***** Data to use *****

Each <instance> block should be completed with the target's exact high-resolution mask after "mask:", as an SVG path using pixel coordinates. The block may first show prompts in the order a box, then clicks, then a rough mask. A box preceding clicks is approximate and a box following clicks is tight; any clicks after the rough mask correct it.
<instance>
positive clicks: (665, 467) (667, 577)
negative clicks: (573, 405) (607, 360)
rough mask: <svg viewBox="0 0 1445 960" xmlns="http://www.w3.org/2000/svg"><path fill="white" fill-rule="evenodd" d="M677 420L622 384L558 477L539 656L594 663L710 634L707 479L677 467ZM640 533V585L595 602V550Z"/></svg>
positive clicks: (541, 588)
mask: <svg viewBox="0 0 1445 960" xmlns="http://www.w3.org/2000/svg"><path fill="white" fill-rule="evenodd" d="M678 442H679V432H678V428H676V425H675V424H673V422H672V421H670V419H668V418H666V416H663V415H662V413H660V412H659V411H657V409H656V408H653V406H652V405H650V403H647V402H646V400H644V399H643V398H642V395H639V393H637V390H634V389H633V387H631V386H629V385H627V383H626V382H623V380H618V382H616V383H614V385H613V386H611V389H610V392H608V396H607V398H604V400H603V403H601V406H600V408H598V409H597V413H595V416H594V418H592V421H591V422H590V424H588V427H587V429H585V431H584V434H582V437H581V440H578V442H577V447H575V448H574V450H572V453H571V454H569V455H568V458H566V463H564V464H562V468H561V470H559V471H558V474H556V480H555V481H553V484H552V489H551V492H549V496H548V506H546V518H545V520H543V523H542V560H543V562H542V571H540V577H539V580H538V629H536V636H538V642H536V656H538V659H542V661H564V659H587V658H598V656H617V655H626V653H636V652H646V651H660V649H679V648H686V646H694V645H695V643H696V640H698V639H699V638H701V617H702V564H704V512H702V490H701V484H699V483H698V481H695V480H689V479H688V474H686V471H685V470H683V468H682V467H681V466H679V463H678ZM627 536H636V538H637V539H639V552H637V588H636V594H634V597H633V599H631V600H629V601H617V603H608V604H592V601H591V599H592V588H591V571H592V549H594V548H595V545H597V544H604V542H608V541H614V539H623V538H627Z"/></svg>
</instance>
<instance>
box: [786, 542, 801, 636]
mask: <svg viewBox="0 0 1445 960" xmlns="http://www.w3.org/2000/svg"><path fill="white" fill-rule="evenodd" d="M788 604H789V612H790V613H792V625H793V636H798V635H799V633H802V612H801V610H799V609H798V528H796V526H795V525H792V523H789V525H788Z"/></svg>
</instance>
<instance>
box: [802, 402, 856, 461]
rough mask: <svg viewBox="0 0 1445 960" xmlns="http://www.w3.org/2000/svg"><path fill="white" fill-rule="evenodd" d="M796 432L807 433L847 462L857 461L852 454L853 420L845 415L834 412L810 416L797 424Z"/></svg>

*****

Identify every line of the data above that contains the word "positive", and reproduce each such line in full.

### Exercise answer
positive clicks: (665, 467) (667, 577)
positive clicks: (541, 588)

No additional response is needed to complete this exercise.